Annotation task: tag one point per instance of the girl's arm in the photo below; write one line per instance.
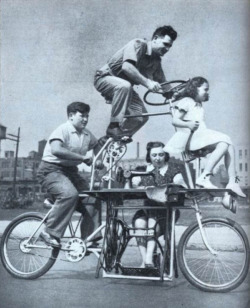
(179, 122)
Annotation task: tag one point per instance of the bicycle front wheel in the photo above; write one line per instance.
(226, 267)
(24, 256)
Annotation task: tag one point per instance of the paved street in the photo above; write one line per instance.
(74, 285)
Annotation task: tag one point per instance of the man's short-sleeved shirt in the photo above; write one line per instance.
(72, 140)
(138, 52)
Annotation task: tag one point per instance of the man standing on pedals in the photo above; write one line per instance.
(137, 63)
(58, 173)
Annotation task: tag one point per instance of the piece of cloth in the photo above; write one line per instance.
(164, 175)
(72, 140)
(202, 137)
(117, 88)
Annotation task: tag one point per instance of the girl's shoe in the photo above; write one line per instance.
(235, 187)
(204, 181)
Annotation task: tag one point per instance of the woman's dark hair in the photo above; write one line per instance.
(190, 89)
(155, 144)
(165, 30)
(78, 106)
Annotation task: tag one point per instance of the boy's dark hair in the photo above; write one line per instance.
(78, 106)
(155, 144)
(190, 89)
(165, 30)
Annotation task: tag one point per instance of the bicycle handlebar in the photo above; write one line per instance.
(175, 89)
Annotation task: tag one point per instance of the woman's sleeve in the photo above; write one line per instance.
(183, 105)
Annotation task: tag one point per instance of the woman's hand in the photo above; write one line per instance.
(88, 161)
(193, 125)
(153, 85)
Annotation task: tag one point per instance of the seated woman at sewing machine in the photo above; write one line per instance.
(164, 172)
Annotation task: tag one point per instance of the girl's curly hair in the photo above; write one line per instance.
(155, 144)
(190, 89)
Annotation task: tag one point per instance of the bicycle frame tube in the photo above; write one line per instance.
(203, 235)
(45, 217)
(94, 162)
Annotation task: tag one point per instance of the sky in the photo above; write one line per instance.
(51, 49)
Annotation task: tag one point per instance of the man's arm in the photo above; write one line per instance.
(60, 151)
(132, 72)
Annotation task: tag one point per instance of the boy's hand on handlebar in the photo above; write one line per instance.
(153, 85)
(193, 125)
(88, 161)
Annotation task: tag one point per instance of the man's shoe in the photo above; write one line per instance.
(49, 240)
(204, 181)
(235, 187)
(102, 140)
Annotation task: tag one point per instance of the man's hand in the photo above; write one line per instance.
(88, 161)
(153, 85)
(193, 125)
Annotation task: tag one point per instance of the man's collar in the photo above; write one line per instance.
(162, 170)
(72, 129)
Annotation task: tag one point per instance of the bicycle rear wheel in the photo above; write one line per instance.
(24, 258)
(220, 272)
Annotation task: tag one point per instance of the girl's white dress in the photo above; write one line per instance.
(201, 138)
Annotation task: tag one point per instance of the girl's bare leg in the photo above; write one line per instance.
(219, 151)
(141, 241)
(150, 243)
(230, 166)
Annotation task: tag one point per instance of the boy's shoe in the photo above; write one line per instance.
(204, 181)
(235, 187)
(49, 240)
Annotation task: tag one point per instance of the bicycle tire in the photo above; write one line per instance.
(223, 272)
(22, 261)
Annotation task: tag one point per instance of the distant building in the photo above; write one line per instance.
(9, 154)
(242, 159)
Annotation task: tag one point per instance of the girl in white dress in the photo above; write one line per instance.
(189, 116)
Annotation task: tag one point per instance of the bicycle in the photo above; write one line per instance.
(25, 255)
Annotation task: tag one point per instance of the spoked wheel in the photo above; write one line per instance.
(22, 256)
(113, 242)
(219, 271)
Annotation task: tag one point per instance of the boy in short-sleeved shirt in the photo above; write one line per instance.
(137, 63)
(58, 173)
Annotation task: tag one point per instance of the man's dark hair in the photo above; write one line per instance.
(78, 106)
(155, 144)
(165, 30)
(190, 89)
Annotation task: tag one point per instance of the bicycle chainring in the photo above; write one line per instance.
(75, 249)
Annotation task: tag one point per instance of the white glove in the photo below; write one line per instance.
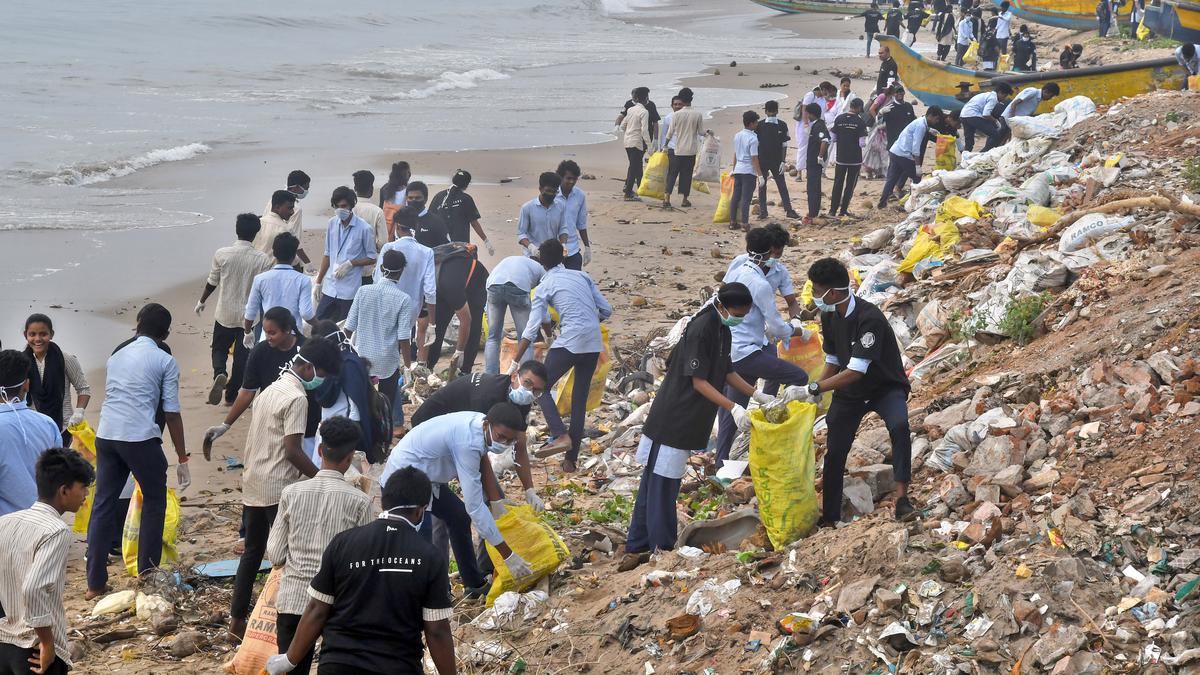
(534, 500)
(517, 567)
(279, 664)
(741, 417)
(184, 476)
(762, 399)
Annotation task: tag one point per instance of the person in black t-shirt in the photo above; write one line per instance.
(459, 210)
(379, 589)
(681, 418)
(865, 374)
(817, 153)
(431, 228)
(849, 136)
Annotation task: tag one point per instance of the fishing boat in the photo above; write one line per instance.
(820, 6)
(949, 87)
(1074, 15)
(1176, 19)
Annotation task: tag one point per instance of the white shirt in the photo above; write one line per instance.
(445, 448)
(745, 147)
(763, 322)
(1024, 103)
(519, 270)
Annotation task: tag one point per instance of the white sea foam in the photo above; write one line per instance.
(100, 172)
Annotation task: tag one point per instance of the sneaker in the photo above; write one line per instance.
(905, 511)
(217, 390)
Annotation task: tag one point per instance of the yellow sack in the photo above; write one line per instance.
(784, 472)
(1042, 216)
(532, 539)
(807, 354)
(259, 643)
(595, 392)
(83, 441)
(654, 178)
(946, 153)
(723, 204)
(133, 525)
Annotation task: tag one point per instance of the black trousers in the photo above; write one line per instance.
(222, 339)
(634, 175)
(843, 419)
(15, 661)
(258, 529)
(845, 179)
(681, 168)
(285, 632)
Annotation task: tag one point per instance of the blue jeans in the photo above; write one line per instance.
(501, 298)
(114, 463)
(843, 419)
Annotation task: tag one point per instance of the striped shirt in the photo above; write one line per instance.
(281, 410)
(381, 316)
(234, 269)
(75, 378)
(311, 512)
(33, 572)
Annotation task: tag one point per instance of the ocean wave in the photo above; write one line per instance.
(100, 172)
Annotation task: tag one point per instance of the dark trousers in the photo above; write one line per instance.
(222, 339)
(987, 127)
(813, 184)
(114, 463)
(15, 661)
(450, 509)
(899, 169)
(681, 168)
(285, 632)
(258, 529)
(739, 203)
(845, 179)
(333, 309)
(843, 419)
(762, 364)
(558, 362)
(771, 169)
(634, 175)
(654, 524)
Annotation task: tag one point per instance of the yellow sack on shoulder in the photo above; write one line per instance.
(133, 527)
(723, 205)
(258, 644)
(784, 472)
(654, 178)
(595, 390)
(532, 539)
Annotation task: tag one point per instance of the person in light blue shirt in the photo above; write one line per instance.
(349, 244)
(581, 308)
(455, 446)
(541, 219)
(282, 286)
(906, 151)
(753, 353)
(24, 435)
(575, 215)
(141, 376)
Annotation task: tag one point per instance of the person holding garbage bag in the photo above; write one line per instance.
(865, 374)
(456, 446)
(681, 418)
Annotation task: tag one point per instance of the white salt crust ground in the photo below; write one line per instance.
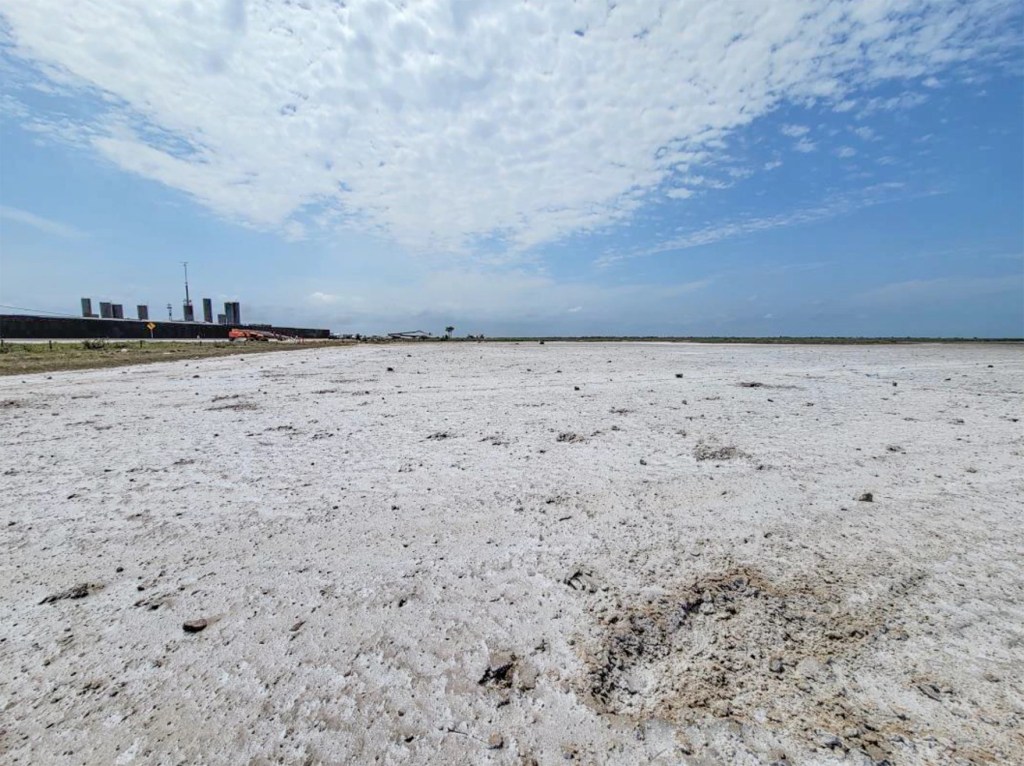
(468, 560)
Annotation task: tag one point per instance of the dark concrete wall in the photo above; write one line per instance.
(23, 326)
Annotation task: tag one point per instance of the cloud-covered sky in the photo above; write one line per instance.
(794, 167)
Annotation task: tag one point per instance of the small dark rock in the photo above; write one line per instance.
(500, 671)
(76, 591)
(195, 626)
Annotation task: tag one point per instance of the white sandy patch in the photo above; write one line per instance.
(467, 560)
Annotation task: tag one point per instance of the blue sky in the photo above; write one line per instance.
(682, 168)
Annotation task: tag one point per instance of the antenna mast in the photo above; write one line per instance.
(188, 315)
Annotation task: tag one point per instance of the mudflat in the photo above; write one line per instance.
(515, 554)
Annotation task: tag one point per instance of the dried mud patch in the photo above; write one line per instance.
(735, 645)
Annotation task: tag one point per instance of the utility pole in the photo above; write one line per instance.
(187, 312)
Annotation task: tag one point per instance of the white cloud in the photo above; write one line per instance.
(443, 123)
(40, 223)
(836, 206)
(324, 298)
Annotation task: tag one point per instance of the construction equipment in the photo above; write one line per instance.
(257, 335)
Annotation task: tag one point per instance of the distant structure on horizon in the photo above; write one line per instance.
(109, 310)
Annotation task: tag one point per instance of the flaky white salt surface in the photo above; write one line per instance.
(497, 553)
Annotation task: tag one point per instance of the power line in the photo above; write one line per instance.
(39, 310)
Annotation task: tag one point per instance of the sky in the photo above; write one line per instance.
(795, 167)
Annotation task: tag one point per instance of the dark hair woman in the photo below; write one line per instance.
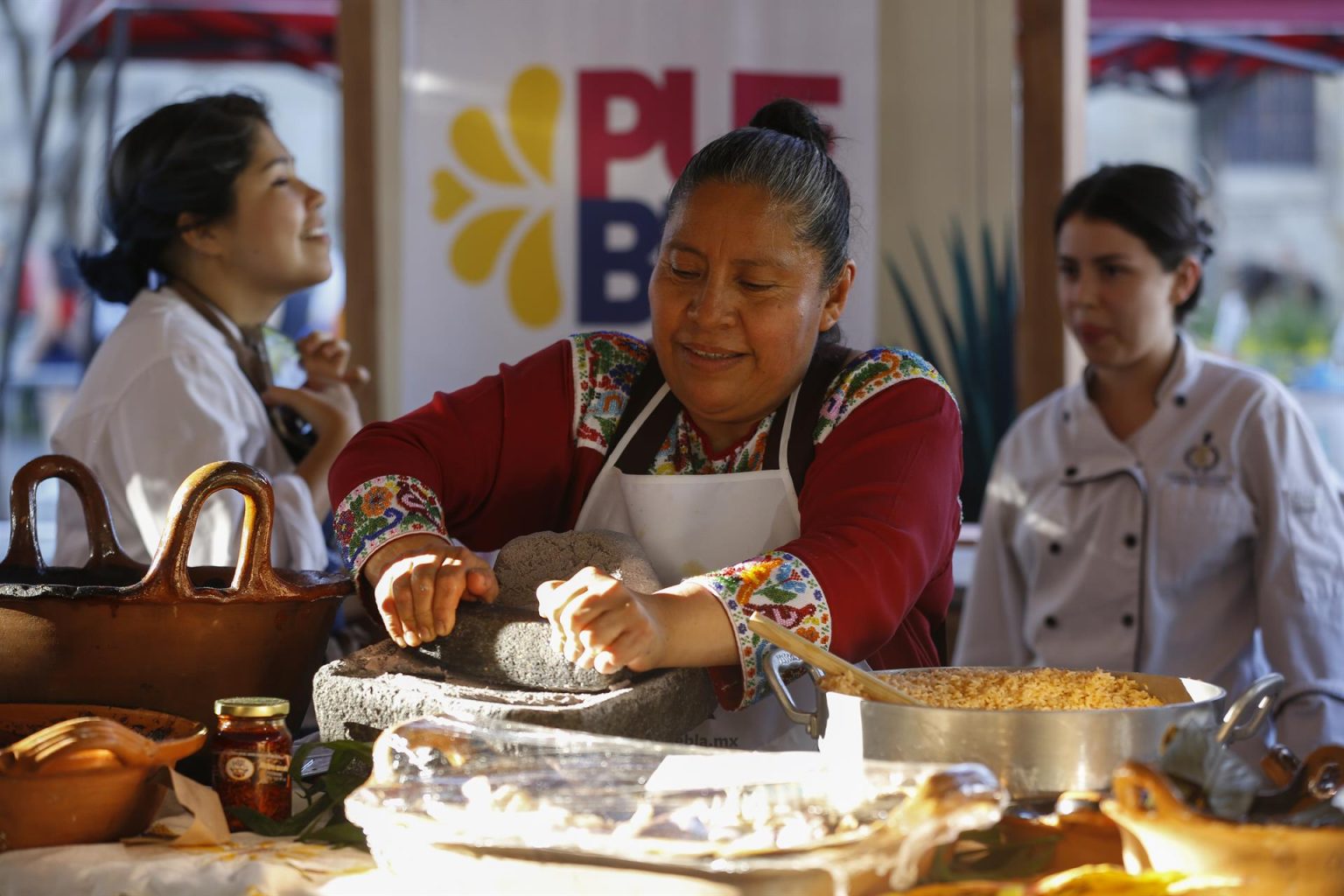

▶ [REQUIREMENTS] Please find every line in the data above that contains the string "sleeved", and copy each of those lines in full.

▶ [EXERCISE RESPONSE]
Annotation task: tag one point per instance of the man's short-sleeved shirt in the photo above; write one line per instance.
Annotation task: tag one point per instance of the boy in short-sleeved shirt in the photo above; write one line per instance.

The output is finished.